Dokumen Sumber >>

****************

“Mungkin Profesor punya hasil penelitian tentang penerapan demokrasi yang kira-kira negaranya bisa menjamin keadilan sosial bagi rakyatnya?” tanya salah seorang peserta kepada Mahfud MD, narasumber acara Pendidikan dan Pelatihan (Diklat) Penyelesaian Perkara Perselisihan Hasil Pemilu Legislatif 2014 bagi Jaksa Pengacara Negara, Partai Lokal Aceh dan Calon Anggota DPD pada Selasa (11/3) malam di Pusat Pendidikan Pancasila dan Konstitusi, Cisarua.
Terhadap pertanyaan tersebut, mantan Ketua Mahkamah Konstitusi (MK) ini pada acara bimtek menjelaskan bahwa demokrasi itu tidak selalu baik, otoriter itu tidak selalu buruk, apabila keduanya dilihat dari sudut kesejahteraan. “Negara Indonesia adalah negara demokrasi, tetapi tidak menyejahterakan. Kok begitu? Arab Saudi itu negara otoriter, tetapi rakyatnya sejahtera. Brunei Darussalam sangat otoriter, tidak punya parlemen dan harus tunduk kepada Sultan tetapi rakyatnya sejahtera” ungkap Mahfud.
“Jadi antara sejahtera dan sistem pemerintahan tidak ada kaitan. Hanya saja, semuanya ingin membangun agar rakyatnya sejahtera dan demokrasi oleh sebagian besar negara dianggap bisa menyejahterakan. Atau dianggap sebagai alat untuk mencapai kesejahteraan,” tambah Mahfud.
Dengan demikian, kata Mahfud, tergantung dari negara itu sendiri. Bukan tidak ada demokrasi yang menghasilkan sesuatu yang baik, menyejahterakan rakyatnya. Termasuk ada juga negara otoriter yang menghasilkan hal yang buruk, seperti terjadi di Uganda pada masa kepemimpinan Presiden Idi Amin. “Sudah otoriter, negaranya miskin lagi,” ujar Mahfud yang disambut tawa riuh peserta diklat.

****************

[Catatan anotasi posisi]
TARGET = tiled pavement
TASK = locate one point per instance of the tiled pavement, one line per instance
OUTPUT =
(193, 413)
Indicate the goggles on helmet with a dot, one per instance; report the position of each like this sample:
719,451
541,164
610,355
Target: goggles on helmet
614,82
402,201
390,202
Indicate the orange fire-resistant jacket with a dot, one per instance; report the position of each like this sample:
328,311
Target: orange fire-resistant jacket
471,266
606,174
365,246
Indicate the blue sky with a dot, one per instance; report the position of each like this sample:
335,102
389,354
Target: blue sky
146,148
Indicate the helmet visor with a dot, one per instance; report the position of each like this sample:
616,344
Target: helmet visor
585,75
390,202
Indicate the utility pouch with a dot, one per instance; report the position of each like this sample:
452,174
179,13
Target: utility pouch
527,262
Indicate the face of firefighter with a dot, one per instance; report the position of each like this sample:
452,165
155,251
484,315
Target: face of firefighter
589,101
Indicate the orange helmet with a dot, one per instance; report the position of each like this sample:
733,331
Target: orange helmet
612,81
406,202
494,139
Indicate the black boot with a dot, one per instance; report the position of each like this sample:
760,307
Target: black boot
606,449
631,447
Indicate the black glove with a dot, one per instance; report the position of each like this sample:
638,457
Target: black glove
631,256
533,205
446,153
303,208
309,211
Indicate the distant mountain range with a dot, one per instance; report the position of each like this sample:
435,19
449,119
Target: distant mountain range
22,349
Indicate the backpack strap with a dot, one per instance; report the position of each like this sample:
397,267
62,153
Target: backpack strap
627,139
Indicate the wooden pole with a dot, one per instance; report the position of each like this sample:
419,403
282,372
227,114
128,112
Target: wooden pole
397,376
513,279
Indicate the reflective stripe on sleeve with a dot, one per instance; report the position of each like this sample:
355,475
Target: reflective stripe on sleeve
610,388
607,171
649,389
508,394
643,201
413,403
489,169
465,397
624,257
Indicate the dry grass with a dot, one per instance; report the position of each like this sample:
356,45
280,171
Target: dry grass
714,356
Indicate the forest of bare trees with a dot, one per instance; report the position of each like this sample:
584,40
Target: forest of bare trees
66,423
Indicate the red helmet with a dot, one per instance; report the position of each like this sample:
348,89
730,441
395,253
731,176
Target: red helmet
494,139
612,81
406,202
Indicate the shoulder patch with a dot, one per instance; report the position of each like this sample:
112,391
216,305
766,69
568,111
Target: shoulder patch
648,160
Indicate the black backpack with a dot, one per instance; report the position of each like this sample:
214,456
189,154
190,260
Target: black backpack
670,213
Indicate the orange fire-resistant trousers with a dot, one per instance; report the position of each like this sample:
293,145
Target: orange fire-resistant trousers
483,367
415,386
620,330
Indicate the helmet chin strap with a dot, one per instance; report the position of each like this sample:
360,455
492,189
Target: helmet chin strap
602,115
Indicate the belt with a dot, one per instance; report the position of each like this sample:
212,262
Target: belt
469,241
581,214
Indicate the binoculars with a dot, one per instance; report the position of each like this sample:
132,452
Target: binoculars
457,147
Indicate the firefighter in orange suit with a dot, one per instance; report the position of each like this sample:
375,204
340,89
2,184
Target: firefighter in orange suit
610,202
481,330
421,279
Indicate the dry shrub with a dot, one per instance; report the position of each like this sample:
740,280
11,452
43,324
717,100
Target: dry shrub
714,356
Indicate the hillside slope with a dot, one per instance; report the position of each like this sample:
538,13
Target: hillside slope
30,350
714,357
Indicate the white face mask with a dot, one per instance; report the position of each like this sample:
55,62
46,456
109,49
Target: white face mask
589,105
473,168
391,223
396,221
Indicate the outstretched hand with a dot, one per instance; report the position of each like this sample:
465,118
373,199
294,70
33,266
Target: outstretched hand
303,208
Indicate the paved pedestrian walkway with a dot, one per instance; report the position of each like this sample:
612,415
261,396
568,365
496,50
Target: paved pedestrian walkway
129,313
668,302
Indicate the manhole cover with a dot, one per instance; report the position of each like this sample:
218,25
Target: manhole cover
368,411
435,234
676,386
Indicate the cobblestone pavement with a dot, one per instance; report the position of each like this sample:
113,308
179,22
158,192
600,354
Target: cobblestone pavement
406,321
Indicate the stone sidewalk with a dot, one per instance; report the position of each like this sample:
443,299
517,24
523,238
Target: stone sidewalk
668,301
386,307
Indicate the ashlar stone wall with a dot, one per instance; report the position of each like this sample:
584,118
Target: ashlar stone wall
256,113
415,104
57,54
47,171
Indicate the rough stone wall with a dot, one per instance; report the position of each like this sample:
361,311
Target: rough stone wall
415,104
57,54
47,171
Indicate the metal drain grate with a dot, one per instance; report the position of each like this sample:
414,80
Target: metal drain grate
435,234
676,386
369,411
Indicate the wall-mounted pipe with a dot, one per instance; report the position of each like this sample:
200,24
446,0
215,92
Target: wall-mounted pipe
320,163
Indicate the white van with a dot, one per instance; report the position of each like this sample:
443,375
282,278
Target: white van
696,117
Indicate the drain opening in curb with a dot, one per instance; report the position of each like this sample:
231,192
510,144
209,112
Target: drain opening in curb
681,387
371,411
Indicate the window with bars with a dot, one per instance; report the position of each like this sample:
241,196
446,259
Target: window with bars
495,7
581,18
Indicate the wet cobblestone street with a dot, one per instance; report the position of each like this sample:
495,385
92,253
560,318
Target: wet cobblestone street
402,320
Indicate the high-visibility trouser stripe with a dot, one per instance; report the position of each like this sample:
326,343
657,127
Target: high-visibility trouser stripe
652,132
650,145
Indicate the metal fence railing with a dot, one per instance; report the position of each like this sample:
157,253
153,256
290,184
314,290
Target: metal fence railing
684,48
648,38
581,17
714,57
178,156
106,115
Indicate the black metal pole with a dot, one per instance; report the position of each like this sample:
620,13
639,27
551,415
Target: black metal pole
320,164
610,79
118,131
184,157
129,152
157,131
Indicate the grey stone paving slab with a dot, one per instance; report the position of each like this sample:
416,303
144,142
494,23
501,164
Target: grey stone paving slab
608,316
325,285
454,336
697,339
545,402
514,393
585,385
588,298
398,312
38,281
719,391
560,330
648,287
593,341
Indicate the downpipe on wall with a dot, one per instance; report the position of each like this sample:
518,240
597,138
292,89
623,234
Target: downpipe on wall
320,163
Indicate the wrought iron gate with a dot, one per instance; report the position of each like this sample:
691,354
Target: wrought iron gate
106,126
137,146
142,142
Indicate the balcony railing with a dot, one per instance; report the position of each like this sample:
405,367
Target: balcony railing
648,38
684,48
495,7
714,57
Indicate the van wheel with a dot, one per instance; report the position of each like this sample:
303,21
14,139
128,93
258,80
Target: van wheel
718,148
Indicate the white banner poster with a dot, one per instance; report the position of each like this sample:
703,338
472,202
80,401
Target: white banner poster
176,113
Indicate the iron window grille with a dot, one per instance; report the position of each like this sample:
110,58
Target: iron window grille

****************

Soal Tertulis A >> Dalam berita tentang ceramah Mahfud MD di atas, negara otoriter mana yang ia sebut tidak punya parlemen dan rakyatnya harus tunduk kepada Sultan?
Soal Tertulis B >> Lanjutkan berita tentang ceramah Mahfud MD soal demokrasi dan kesejahteraan, mulai sesudah kalimat terakhirnya.

Hasil Latihan A >> Brunei Darussalam.

Hasil Latihan B >>
Sejumlah pertanyaan terlontar dari peserta-peserta lainnya. Misalnya, ada yang menanyakan soal tindakan MK apabila diketahui terjadi kesaksian palsu dan keterkaitannya dengan putusan MK yang bersifat final dan mengikat. Selain itu ada peserta yang bertanya latar belakang dibentuknya MK di Indonesia termasuk yang menjadi kewenangan-kewenangannya.
Pada kesempatan itu, Mahfud memaparkan materi berjudul “Pancasila dan Pemilu”. Dijelaskan Mahfud, Pancasila harus dipahami dalam kesatuan majemuk tunggal, tidak ada sila yang berdiri sendiri. Menurut Mahfud, inti dari Pancasila ada di tengah yaitu sila Persatuan Indonesia. Bahwa pada dasarnya bangsa Indonesia ingin bersatu. “Karena keinginan itulah, kita menerima dasar Ketuhanan yang Mah Esa. Artinya, setiap orang punya Tuhan diakui dan dalam dalam perbedaan kita bersatu, meskipun agamanya berbeda-beda,” jelas Mahfud.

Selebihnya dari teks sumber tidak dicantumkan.